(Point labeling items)
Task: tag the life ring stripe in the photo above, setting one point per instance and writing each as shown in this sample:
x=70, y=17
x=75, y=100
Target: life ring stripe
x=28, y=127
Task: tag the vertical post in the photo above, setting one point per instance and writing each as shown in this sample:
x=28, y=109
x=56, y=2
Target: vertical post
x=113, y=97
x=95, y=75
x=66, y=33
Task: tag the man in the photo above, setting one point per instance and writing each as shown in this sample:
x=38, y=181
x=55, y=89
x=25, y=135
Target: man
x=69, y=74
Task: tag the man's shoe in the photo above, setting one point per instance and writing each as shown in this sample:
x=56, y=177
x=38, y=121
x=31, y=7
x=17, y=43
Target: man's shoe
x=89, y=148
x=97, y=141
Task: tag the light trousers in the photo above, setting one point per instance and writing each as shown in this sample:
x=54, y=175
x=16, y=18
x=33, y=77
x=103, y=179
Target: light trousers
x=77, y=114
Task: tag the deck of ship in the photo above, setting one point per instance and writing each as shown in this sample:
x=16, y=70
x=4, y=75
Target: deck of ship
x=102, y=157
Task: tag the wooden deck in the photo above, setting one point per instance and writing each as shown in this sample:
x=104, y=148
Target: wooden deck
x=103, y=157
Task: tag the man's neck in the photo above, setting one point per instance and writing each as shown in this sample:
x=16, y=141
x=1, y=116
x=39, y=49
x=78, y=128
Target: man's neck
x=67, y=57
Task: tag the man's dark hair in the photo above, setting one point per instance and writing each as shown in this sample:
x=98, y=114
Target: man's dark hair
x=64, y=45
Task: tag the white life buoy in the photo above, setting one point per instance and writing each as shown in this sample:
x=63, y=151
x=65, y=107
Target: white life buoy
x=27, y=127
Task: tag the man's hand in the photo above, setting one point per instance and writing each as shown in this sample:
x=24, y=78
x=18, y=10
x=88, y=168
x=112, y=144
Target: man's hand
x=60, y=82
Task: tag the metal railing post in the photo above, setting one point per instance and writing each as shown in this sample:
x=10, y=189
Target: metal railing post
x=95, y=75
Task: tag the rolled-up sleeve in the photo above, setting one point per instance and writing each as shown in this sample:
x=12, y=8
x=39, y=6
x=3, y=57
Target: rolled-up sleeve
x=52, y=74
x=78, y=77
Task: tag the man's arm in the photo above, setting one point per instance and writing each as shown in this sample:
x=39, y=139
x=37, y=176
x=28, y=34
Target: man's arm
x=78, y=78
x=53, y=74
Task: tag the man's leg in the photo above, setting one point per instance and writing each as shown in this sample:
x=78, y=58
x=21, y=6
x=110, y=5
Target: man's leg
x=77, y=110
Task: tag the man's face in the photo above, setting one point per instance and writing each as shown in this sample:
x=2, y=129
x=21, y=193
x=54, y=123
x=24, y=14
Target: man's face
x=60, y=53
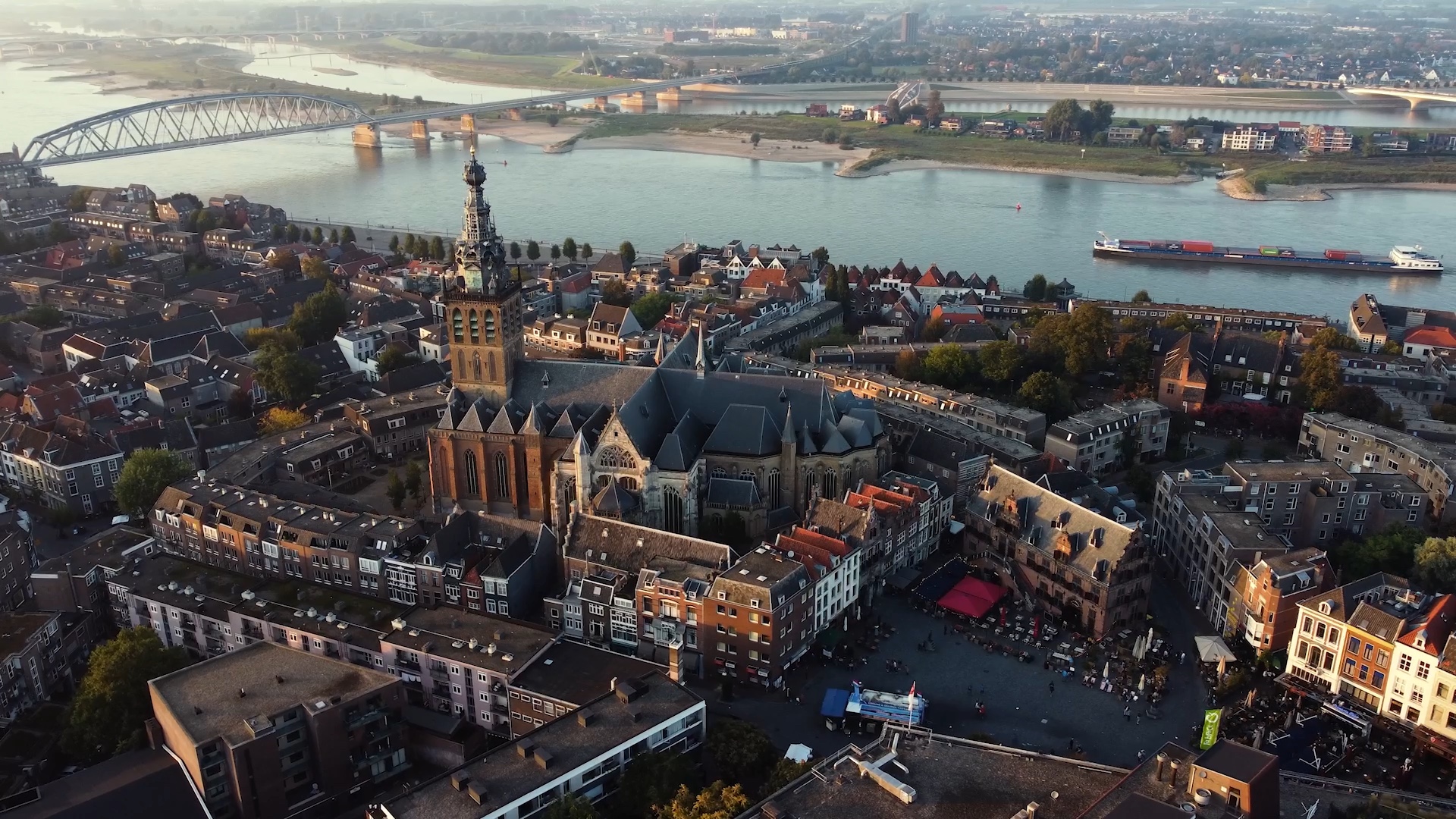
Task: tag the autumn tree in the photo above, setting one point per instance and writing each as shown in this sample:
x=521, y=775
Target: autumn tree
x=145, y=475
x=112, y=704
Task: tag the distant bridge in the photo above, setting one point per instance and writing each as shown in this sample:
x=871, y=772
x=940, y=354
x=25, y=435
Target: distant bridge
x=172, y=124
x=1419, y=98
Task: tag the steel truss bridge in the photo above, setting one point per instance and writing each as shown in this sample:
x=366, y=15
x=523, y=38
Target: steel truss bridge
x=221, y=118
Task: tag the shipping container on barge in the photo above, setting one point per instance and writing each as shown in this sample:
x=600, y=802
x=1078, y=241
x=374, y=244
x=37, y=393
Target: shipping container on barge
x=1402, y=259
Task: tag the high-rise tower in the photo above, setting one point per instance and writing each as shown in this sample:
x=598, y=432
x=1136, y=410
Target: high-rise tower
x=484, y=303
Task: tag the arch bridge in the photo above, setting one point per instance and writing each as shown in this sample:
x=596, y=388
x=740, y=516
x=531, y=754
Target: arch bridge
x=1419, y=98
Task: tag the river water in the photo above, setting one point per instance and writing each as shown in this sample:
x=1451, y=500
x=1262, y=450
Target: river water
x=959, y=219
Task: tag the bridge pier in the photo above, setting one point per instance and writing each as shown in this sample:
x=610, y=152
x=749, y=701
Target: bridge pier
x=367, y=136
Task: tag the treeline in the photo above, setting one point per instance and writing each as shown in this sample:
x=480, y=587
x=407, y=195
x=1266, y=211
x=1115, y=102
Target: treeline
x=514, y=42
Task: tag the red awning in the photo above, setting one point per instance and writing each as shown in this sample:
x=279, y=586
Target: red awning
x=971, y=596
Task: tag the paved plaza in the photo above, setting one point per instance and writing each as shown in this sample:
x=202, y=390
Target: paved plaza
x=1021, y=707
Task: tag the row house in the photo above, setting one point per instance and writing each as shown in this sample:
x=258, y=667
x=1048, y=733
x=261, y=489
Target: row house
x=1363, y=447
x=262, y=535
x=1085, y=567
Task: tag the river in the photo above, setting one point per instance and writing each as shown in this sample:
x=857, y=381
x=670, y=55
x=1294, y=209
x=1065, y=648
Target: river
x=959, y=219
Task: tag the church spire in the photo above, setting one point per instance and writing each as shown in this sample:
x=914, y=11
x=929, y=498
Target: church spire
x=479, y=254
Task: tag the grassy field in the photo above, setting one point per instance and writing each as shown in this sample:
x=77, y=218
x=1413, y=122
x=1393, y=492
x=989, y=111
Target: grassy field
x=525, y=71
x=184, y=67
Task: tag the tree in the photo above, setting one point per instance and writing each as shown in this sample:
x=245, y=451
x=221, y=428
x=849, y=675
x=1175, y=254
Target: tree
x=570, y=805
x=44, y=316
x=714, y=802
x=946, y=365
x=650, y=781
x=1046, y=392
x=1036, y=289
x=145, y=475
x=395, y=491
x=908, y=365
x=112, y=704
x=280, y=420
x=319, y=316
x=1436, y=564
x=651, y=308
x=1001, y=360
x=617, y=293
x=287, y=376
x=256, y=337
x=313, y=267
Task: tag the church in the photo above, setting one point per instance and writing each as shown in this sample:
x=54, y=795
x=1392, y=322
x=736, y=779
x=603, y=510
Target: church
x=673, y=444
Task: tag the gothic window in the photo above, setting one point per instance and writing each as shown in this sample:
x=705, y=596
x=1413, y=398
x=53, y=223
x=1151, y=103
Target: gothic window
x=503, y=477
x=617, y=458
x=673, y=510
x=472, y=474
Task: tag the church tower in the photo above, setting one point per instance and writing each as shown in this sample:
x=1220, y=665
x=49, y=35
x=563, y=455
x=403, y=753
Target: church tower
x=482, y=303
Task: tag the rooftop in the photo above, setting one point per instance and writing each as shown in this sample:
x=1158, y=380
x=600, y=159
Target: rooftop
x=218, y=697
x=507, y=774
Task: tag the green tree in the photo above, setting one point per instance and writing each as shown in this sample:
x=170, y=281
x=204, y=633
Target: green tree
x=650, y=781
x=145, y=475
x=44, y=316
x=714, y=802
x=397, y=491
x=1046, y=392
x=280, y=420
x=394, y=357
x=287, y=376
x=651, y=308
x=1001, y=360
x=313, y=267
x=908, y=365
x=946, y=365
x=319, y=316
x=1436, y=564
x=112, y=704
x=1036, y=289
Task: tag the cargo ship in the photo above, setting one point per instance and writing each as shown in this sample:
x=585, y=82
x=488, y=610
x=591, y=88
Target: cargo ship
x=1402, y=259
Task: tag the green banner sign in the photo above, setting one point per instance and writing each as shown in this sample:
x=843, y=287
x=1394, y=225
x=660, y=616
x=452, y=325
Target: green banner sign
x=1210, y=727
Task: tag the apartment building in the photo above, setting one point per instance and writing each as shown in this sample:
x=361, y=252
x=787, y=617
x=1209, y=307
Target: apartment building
* * *
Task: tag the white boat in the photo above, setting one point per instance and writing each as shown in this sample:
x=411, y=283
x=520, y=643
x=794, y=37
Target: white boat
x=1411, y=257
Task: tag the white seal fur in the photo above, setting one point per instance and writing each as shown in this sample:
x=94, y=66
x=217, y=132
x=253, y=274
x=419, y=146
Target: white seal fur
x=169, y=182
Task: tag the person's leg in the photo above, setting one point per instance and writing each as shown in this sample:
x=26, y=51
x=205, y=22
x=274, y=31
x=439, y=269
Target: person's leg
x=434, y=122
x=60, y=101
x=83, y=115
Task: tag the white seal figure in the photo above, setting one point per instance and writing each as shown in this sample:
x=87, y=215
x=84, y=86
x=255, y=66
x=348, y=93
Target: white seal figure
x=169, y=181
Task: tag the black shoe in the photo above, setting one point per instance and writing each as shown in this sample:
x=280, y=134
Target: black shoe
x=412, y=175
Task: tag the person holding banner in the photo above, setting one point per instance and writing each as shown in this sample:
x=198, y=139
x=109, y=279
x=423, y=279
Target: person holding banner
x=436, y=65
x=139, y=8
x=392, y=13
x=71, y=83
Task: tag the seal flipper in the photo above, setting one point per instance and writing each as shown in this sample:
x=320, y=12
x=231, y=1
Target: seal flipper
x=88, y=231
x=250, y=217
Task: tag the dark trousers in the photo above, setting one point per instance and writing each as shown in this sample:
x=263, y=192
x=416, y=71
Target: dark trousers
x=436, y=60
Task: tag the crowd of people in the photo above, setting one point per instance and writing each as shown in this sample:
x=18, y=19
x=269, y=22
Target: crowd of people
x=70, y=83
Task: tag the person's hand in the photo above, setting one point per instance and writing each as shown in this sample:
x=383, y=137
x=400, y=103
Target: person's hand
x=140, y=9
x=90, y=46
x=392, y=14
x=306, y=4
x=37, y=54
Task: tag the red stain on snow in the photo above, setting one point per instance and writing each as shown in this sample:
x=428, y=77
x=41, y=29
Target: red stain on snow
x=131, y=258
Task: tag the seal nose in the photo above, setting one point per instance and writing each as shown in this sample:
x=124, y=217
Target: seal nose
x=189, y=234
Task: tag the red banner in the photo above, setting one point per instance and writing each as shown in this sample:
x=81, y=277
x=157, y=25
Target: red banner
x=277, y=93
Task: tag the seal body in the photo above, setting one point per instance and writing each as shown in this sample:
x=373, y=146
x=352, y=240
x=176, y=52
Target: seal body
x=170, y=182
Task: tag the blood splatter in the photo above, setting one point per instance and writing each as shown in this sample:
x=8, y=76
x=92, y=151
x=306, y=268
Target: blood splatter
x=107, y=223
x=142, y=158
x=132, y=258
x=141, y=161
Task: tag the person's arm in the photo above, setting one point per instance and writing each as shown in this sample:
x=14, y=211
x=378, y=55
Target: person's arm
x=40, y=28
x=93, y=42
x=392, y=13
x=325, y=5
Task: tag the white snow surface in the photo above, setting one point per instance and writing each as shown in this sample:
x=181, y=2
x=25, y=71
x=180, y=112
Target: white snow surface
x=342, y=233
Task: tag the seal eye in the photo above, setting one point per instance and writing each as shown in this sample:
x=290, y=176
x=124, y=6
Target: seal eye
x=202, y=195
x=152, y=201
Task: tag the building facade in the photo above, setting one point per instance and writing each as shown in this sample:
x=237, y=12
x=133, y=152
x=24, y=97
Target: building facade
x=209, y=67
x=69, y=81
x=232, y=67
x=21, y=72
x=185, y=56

**Task details:**
Copy the lines from the one containing "Task: tag the treeline" up to and including the one containing "x=1021, y=707", reproducing each line without any change.

**Exercise solution:**
Task: tag the treeline in the photo above, setting one point per instance and writing each as shown in this sample:
x=480, y=587
x=407, y=195
x=1266, y=211
x=1115, y=102
Target: treeline
x=514, y=42
Task: tag the red awning in the photo above, setting one point per instance and writing each as shown in this sample:
x=279, y=586
Target: red awning
x=971, y=596
Task: tag the paved plaza in the photo above, setting one point per instance and writing each as shown in this sample:
x=202, y=390
Target: paved plaza
x=1021, y=707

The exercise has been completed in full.